## Short task
Arrange all the rows below as a Markdown table with two columns, No. and Text. Number the rows in order, skip blank ones, and leave the pictures out.

● ● ● ●

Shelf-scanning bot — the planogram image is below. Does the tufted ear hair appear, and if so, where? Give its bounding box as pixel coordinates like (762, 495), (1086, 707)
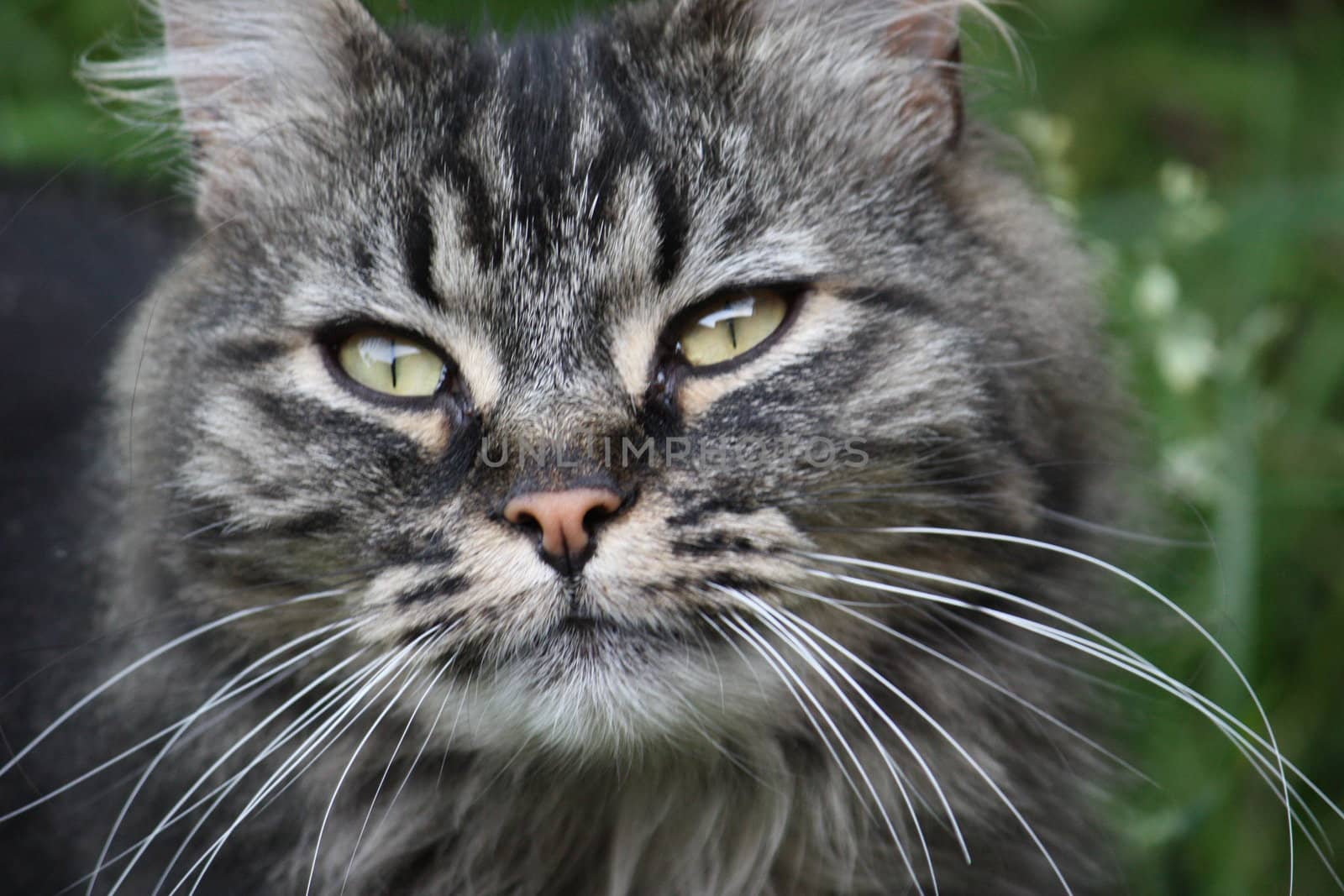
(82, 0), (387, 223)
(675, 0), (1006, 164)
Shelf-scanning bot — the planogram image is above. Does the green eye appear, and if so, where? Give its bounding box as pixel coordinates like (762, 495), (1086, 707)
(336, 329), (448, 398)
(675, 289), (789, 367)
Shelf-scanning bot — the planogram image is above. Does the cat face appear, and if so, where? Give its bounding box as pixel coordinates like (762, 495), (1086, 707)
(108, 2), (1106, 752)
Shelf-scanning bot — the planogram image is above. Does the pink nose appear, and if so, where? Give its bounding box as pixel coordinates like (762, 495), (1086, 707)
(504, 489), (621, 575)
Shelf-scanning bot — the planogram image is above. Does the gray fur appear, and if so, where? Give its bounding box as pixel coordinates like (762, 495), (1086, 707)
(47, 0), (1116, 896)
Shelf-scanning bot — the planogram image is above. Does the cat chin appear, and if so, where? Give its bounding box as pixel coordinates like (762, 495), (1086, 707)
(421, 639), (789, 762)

● ● ● ●

## Correct response
| No. | Text |
|---|---|
| 1 | Shelf-scanning bot — the planogram image is below. Does the tufted ear hair appear, and if so, where? Give its bounding box as pixel coordinates like (762, 495), (1086, 707) |
| 2 | (82, 0), (387, 223) |
| 3 | (675, 0), (1006, 164) |
| 4 | Shelf-scanning bot — the planogram image is above. Does the green eye appear, and if so, where? Give its bounding box as pixel coordinates like (762, 495), (1086, 707) |
| 5 | (336, 329), (448, 398) |
| 6 | (675, 289), (789, 367) |
| 7 | Shelf-scanning bot — the planogram image is above. Does the cat face appear, and if so, where? Give its bounding box as pixel coordinates like (762, 495), (1086, 707) |
| 8 | (108, 2), (1106, 752) |
| 9 | Shelf-scanning bot — the planogram image is above. Does the pink nose appear, and if so, where? Give its bounding box as pixel coordinates like (762, 495), (1086, 707) |
| 10 | (504, 489), (621, 575) |
| 11 | Shelf-scanning bot — the planogram image is above. Does the gray fur appear, and if so, where? Give its bounding box as pixel coordinates like (762, 495), (1086, 707) |
| 12 | (47, 0), (1116, 896) |
| 13 | Shelf-scanning bot — the planogram image is above. Does the cat chin appear, and if so, where? Give its bounding box as pixel coordinates like (762, 495), (1086, 707) |
| 14 | (421, 639), (789, 762) |